On the morning of Texas Independence Day, 1989, city forester John Giedraitis walked up to a 500-year-old live oak at 507 Baylor Street and saw a ring of dead grass around the trunk. Someone had poured Velpar around the roots of the tree Austinites called the Treaty Oak, enough herbicide to kill a hundred trees.

The poisoner, a farmworker named Paul Stedman Cullen, got nine years in prison and a $1,000 fine from Judge Bob Perkins. A 22-arborist task force flew in from across the country. H. Ross Perot wrote a blank check for the recovery.

About a third of the tree lived. It's still standing.

Thirty-one years later, in August 2020, the owners of a small house at 1711 Waterston Avenue in Clarksville sat in front of the Board of Adjustment asking for three variances at once: a side setback cut from 5 feet to 3.5, an impervious cover (IC) bump from 40 percent to 44, and an IC limit bump from 45 to 49.

Their architect, Ryan Bollom, told the board what the design was actually doing. "This design proposal is trying to preserve their neighbors' trees." Twelve trees ringed the lot. Ten of them belonged to other people.

The board approved all three variances. Unanimously.

Different decades, one consistent fact about Austin. On many lots in this city, the heritage tree ordinance shapes a site plan as much as the zoning does, and sometimes earlier in the process.

A single mature oak, pecan, or cedar elm above 24 inches at the trunk creates a protected area that grows as the trunk grows: one foot of protected radius for every inch of diameter. The circle applies even when the trunk itself sits on a neighbor's property. Cutting one down requires a city variance, and the replacement obligation is three trees of equal caliper for every one removed.

On many Austin lots, the trees are one of the first constraints a site plan has to honor, alongside the setbacks rather than after them.

**Input records**
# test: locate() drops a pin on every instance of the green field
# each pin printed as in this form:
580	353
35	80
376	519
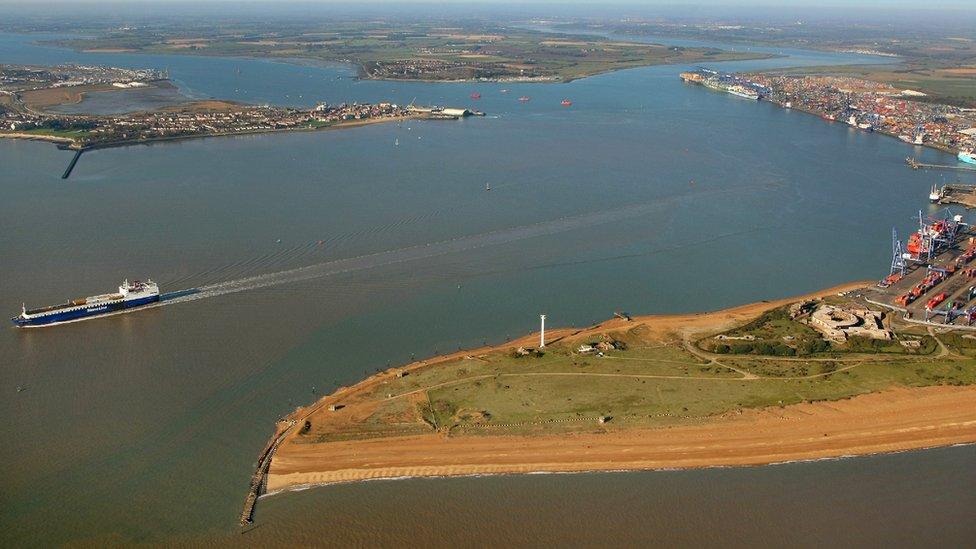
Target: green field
649	381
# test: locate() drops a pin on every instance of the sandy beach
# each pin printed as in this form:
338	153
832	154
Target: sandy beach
897	419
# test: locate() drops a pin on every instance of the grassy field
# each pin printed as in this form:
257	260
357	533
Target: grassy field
651	378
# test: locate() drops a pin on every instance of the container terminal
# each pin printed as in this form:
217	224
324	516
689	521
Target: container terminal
932	276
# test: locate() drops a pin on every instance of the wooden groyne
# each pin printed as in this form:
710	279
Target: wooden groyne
71	165
260	475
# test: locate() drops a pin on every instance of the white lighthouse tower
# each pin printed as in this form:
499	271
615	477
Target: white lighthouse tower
542	331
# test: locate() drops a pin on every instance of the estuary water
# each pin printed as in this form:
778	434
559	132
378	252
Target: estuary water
647	195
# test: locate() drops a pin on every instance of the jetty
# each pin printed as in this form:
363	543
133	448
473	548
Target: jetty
958	193
916	165
71	165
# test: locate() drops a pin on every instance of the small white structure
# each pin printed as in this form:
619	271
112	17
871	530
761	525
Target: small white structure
837	323
542	331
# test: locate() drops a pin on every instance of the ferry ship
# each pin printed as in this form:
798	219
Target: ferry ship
129	296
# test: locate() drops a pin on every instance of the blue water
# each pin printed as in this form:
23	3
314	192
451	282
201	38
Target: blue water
647	195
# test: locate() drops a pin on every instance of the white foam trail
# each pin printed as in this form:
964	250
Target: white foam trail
421	251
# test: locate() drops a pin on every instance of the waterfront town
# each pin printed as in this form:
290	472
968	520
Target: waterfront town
190	120
869	106
25	113
873	106
19	78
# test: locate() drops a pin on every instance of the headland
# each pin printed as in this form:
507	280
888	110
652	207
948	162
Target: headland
762	383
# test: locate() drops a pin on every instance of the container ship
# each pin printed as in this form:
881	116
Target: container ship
129	296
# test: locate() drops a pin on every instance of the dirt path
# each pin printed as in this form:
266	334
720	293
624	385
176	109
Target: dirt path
901	419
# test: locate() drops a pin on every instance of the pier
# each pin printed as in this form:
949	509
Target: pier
71	165
958	193
916	165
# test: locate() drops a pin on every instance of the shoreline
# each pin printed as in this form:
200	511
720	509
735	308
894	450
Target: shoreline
631	451
73	144
896	419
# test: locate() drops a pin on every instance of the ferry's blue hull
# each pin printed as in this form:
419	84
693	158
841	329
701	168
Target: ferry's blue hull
83	313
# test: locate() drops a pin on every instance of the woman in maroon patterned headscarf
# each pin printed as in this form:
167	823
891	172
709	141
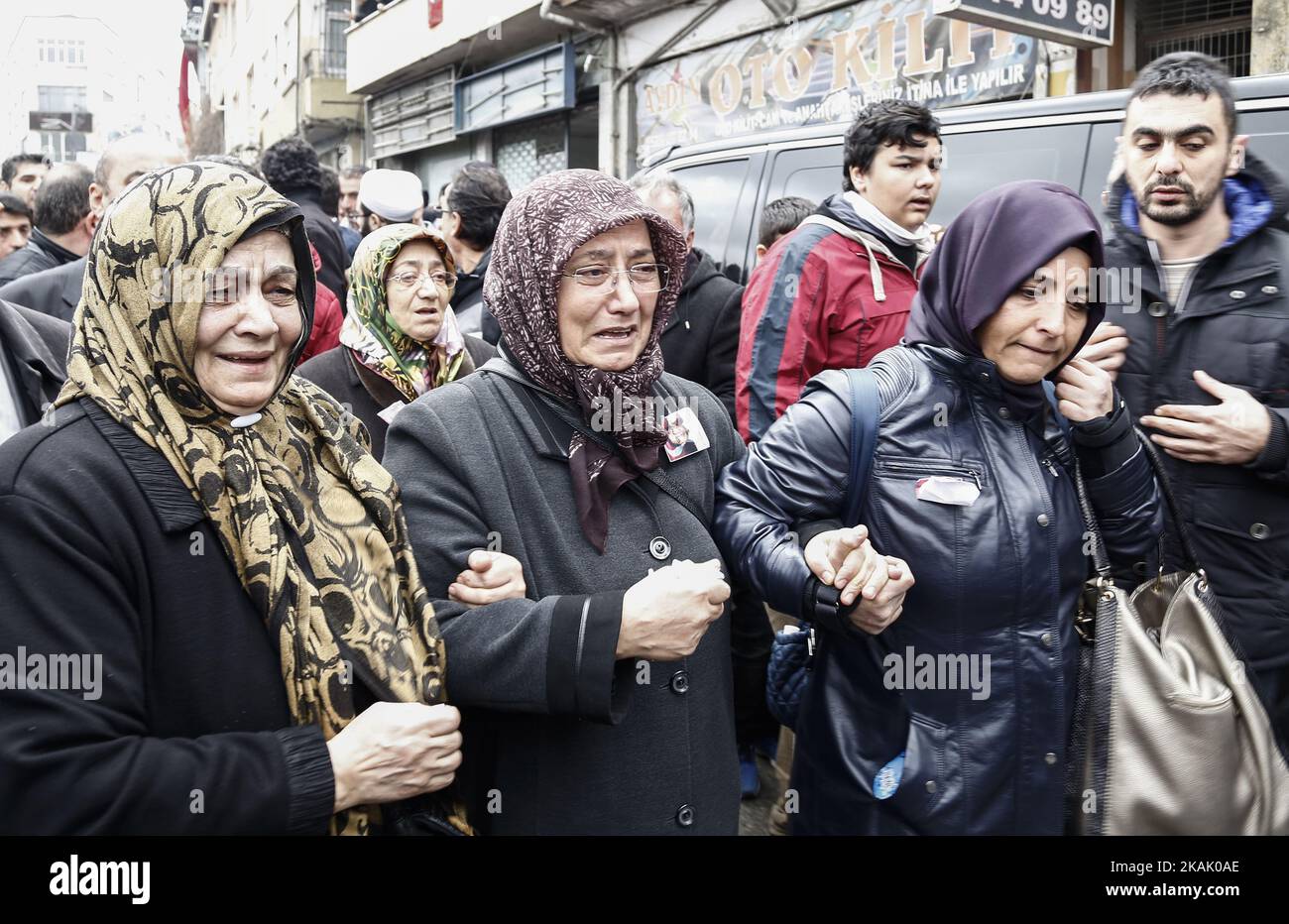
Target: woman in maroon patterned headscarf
552	454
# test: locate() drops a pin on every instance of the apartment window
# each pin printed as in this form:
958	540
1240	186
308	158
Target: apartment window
52	145
1219	27
62	99
334	40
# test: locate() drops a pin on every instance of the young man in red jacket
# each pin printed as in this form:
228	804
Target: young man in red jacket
837	291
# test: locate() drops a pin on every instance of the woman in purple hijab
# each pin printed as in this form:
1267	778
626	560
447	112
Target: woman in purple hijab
940	703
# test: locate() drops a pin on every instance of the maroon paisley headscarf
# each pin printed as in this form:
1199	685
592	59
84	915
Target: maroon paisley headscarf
539	231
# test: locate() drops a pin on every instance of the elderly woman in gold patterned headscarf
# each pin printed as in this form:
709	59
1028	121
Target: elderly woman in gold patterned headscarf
219	624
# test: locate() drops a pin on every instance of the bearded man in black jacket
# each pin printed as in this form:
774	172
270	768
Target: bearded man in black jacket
1200	347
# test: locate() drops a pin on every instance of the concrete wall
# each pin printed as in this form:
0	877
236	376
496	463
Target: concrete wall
1268	52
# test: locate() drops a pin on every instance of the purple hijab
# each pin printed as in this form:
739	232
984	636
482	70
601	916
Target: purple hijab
988	252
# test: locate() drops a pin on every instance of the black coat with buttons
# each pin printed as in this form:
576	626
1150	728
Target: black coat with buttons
984	734
561	738
1232	321
104	553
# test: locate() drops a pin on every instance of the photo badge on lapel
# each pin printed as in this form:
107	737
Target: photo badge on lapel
684	434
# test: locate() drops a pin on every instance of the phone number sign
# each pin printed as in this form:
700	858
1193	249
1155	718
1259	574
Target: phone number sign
1083	24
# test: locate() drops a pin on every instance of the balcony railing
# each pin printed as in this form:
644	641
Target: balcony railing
325	62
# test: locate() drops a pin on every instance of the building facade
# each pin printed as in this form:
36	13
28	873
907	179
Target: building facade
537	86
69	89
275	68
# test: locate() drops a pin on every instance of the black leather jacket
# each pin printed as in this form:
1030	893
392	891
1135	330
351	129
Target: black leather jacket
984	732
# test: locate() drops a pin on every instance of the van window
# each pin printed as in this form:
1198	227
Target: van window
975	164
984	160
1268	137
811	173
717	188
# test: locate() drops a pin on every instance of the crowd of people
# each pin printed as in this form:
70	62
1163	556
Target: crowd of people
478	516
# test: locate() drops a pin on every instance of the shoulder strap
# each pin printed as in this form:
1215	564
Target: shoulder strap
865	420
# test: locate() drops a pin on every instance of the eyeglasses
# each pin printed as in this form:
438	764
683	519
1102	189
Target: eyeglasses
644	278
410	279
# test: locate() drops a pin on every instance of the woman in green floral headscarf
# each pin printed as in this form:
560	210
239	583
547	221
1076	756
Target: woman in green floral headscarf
400	338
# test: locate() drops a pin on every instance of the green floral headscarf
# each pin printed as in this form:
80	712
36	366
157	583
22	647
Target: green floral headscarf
369	329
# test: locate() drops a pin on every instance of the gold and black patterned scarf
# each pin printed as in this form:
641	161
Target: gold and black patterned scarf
307	516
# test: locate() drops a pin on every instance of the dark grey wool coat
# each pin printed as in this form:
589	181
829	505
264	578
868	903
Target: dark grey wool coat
559	738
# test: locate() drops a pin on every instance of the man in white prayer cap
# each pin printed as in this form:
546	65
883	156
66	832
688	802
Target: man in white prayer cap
390	197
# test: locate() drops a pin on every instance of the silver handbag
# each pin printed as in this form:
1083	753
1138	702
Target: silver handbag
1169	735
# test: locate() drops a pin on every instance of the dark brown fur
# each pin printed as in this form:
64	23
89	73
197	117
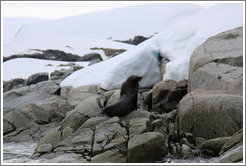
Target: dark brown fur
128	98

**Exercises to complete**
1 > Reproduce the rows from the line containing "the silver handbag" through the last line of the rows, inclusive, omitting the picture.
2 > Carry on the text about Austin's heritage trees from its final sentence.
The Austin tree text and the rows are unrelated.

**Answers for this exercise**
1 >
# test: locate() drops a pin on every instance of the silver handbag
# each pin printed as in this form:
1083	753
1138	702
Target: silver handbag
1169	735
# test: locate() drops a pin on every instance of the dark brown fur
# each pin printed as in this form:
64	23
89	73
197	117
Target: dark brown fur
128	98

2 >
What counts as a heritage tree

The plain-English rule is short. Twenty-four inches at the trunk, measured at four and a half feet off the ground (that's "diameter at breast height," or DBH), and one of ten species.

That's it. Texas Ash. Bald Cypress. American Elm. Cedar Elm. Texas Madrone. Bigtooth Maple. Every oak, meaning every species in the genus Quercus. Pecan. Arizona Walnut. Eastern Black Walnut (Austin Land Development Code § 25-8-602(1)).

A 24-inch live oak is a heritage tree. A 24-inch sycamore is not. A 23.9-inch oak is not. The code rounds half-inches down, so a measurement between 23.5 and 23.99 is recorded as 23.5 and stays below the threshold (Environmental Criteria Manual § 3.3.2.A.2).

The City Arborist re-measures contested cases. The line is exact and the rounding favors the developer by a hair, but the species list does the heavy lifting. In Austin, where the urban canopy is mostly live oak and pecan, the species list catches almost everything mature.

The 24-inch threshold sounds generous until you see one in person. A 24-inch live oak is roughly the size of the tree in a 1950s front yard photo.

It is not rare. On a wooded East Austin lot, a tree survey often turns up two or three. On a Hyde Park lot, often more.

The circle nobody draws on the zoning map

The number that runs the rule is the Critical Root Zone (CRZ). One foot of radius for every inch of trunk diameter (ECM § 3.5.2.A.1).

A 24-inch tree has a 24-foot CRZ. A 36-inch tree has a 36-foot CRZ. A 50-inch tree has a 50-foot CRZ.

Stand under one of the big ones on West 24th and look up. The circle goes out to the dripline and a few feet past it.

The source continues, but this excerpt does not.